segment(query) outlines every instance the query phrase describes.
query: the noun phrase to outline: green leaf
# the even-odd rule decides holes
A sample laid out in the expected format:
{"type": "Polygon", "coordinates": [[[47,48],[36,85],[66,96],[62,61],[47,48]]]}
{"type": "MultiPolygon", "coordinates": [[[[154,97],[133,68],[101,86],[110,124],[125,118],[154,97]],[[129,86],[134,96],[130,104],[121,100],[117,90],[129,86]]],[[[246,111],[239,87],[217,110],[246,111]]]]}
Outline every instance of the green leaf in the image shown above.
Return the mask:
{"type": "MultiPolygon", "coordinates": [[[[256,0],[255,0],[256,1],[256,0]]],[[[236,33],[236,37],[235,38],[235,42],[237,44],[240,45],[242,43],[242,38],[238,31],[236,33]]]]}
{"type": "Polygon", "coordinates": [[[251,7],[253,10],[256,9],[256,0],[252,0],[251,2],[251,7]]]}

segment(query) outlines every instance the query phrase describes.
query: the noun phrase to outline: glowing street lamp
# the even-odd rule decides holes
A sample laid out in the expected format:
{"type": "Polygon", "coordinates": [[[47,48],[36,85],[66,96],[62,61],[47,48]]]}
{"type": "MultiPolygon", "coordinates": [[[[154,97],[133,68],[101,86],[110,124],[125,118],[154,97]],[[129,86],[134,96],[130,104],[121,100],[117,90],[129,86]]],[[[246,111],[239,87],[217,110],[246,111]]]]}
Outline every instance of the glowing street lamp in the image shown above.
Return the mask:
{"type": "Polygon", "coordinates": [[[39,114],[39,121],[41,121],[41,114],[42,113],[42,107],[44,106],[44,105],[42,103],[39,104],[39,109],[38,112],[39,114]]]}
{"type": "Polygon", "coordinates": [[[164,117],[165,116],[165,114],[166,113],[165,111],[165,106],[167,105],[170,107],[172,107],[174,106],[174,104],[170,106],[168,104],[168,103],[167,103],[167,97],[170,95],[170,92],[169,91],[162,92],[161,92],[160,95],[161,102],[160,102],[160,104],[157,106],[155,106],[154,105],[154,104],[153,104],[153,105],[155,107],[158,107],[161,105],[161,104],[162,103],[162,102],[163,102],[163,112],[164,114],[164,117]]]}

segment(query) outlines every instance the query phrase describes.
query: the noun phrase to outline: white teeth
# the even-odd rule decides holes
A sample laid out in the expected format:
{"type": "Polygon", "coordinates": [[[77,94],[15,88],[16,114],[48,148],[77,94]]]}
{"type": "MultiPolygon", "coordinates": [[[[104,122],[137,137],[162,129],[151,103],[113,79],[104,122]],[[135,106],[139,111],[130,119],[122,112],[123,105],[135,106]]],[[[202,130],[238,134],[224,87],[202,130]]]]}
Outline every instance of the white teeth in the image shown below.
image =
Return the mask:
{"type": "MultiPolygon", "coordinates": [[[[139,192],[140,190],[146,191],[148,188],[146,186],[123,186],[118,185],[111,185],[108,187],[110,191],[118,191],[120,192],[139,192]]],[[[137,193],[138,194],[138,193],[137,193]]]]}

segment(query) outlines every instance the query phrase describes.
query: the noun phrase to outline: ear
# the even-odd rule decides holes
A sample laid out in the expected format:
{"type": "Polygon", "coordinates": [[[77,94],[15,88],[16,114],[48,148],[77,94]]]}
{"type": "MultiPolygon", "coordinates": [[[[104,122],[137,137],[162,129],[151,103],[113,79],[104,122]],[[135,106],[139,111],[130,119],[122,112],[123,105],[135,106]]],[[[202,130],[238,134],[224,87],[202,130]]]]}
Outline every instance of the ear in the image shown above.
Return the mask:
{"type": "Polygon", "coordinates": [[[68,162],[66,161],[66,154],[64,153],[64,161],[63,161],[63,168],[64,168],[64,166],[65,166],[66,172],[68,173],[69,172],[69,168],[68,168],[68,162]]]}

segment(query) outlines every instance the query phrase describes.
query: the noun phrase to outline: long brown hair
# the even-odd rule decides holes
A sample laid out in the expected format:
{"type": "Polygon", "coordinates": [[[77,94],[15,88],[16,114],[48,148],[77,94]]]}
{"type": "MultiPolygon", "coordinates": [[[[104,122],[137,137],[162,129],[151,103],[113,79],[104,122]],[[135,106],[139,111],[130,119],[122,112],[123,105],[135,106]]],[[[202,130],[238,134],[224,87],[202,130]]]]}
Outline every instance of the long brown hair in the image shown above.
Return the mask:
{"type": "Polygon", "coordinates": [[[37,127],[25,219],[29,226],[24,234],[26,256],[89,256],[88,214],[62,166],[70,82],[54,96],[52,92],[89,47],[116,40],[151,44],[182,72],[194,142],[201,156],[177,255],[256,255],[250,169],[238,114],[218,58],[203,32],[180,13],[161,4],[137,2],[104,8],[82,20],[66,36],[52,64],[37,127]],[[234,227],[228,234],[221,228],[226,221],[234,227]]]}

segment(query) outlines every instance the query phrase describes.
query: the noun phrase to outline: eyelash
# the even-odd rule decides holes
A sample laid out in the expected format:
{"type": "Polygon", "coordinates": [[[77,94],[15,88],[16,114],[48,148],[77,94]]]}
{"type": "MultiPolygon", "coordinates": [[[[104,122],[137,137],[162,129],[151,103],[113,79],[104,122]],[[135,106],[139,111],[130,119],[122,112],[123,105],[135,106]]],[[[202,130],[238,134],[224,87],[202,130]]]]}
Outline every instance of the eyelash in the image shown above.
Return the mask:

◆ Required work ◆
Print the records above in full, exactly.

◆ Output for this exercise ◆
segment(query) outlines every instance the query phrase describes.
query: the noun phrase to outline: green leaf
# the even-odd rule decides holes
A sample laid out in the expected format:
{"type": "Polygon", "coordinates": [[[47,48],[36,85],[66,96],[62,61],[47,48]]]}
{"type": "MultiPolygon", "coordinates": [[[[154,97],[133,68],[101,86],[110,124],[125,118],[154,97]],[[129,86],[134,96],[130,104],[121,100],[117,90],[129,86]]],[[[246,111],[239,87],[217,110],[246,111]]]]}
Outline every instance of the green leaf in the image shown above.
Return the mask:
{"type": "MultiPolygon", "coordinates": [[[[256,0],[255,0],[256,1],[256,0]]],[[[236,33],[236,37],[235,38],[235,42],[237,44],[240,45],[242,43],[242,38],[238,31],[236,33]]]]}
{"type": "Polygon", "coordinates": [[[251,7],[253,10],[256,9],[256,0],[252,0],[251,2],[251,7]]]}

segment(query) outlines every instance the query phrase describes.
query: the noun phrase to outline: glowing street lamp
# the even-odd rule decides holes
A sample laid out in the expected format:
{"type": "Polygon", "coordinates": [[[47,48],[36,85],[66,96],[62,61],[47,48]]]}
{"type": "MultiPolygon", "coordinates": [[[[154,97],[133,68],[101,86],[110,124],[125,118],[154,97]],[[129,86],[134,96],[130,104],[121,100],[117,90],[129,86]]],[[[246,111],[239,87],[217,110],[246,111]]]]}
Outline every instance of the glowing street lamp in the image shown above.
Return the mask:
{"type": "Polygon", "coordinates": [[[39,114],[39,121],[41,121],[41,114],[42,113],[42,107],[44,106],[44,105],[42,103],[39,104],[39,109],[38,112],[39,114]]]}
{"type": "Polygon", "coordinates": [[[164,117],[165,116],[165,114],[166,113],[165,111],[165,106],[167,105],[170,107],[172,107],[174,106],[174,104],[170,106],[168,104],[168,103],[167,103],[167,97],[170,95],[170,92],[169,91],[162,92],[161,92],[160,95],[161,102],[160,102],[160,104],[157,106],[155,106],[154,105],[154,104],[153,104],[153,105],[155,107],[158,107],[161,105],[161,104],[162,103],[162,102],[163,102],[163,112],[164,114],[164,117]]]}

segment(query) outlines every instance the query phrase describes.
query: the noun phrase to outline: white teeth
# the even-odd rule decides holes
A sample laid out in the expected format:
{"type": "Polygon", "coordinates": [[[77,94],[15,88],[16,114],[48,148],[77,94]]]}
{"type": "MultiPolygon", "coordinates": [[[[104,122],[137,137],[162,129],[151,103],[113,79],[104,122]],[[135,106],[139,111],[130,119],[122,112],[123,105],[135,106]]],[[[202,130],[238,134],[224,87],[202,130]]]]}
Outline every instance of the white teeth in the image shown below.
image =
Return the mask:
{"type": "MultiPolygon", "coordinates": [[[[139,192],[140,190],[146,191],[148,188],[146,186],[123,186],[118,185],[111,185],[108,187],[110,191],[118,191],[120,192],[139,192]]],[[[137,193],[138,194],[138,193],[137,193]]]]}

segment(query) outlines every instance the query phrase describes.
query: the noun phrase to outline: ear
# the even-odd rule decides holes
A sample laid out in the expected format:
{"type": "Polygon", "coordinates": [[[77,94],[15,88],[16,114],[48,148],[77,94]]]}
{"type": "MultiPolygon", "coordinates": [[[[104,122],[137,137],[162,129],[151,103],[113,79],[104,122]],[[135,106],[139,111],[130,119],[122,112],[123,105],[135,106]]],[[[202,130],[238,134],[224,87],[202,130]]]]}
Outline every instance of the ear in the image shown above.
Return the mask:
{"type": "Polygon", "coordinates": [[[68,162],[66,161],[66,154],[64,153],[64,161],[63,161],[63,168],[64,168],[64,166],[65,166],[66,172],[68,173],[69,172],[69,168],[68,168],[68,162]]]}

segment(query) outlines every instance the query phrase describes.
query: the noun phrase to outline: long brown hair
# the even-odd rule decides holes
A sample laid out in the expected format:
{"type": "Polygon", "coordinates": [[[77,94],[15,88],[16,114],[48,148],[77,94]]]}
{"type": "MultiPolygon", "coordinates": [[[[104,122],[137,137],[162,129],[151,103],[113,79],[104,122]],[[135,106],[139,111],[130,119],[122,112],[123,105],[135,106]]],[[[202,130],[238,134],[224,87],[202,130]]]]}
Outline every instance of the long brown hair in the image shown above.
Return the mask:
{"type": "Polygon", "coordinates": [[[37,127],[25,219],[29,226],[24,234],[26,256],[89,256],[88,214],[62,166],[70,82],[54,96],[52,92],[89,47],[116,40],[151,44],[182,72],[194,142],[201,156],[177,255],[256,255],[250,169],[238,114],[218,58],[203,32],[180,13],[161,4],[137,2],[104,8],[82,20],[66,36],[52,64],[37,127]],[[234,227],[228,234],[221,228],[226,221],[234,227]]]}

segment(query) outlines every instance the query phrase describes.
query: the noun phrase to outline: eyelash
# the even-odd rule decides holes
A sample laid out in the expected format:
{"type": "Polygon", "coordinates": [[[77,94],[15,88],[16,114],[48,148],[77,94]]]}
{"type": "MultiPolygon", "coordinates": [[[[104,122],[137,137],[162,129],[151,103],[113,79],[104,122]],[[135,106],[139,111],[130,119],[122,112],[123,105],[135,106]]],[[[202,130],[238,134],[224,87],[202,130]]]]}
Outline every instance of the eyelash in the image shown above.
Return the mask:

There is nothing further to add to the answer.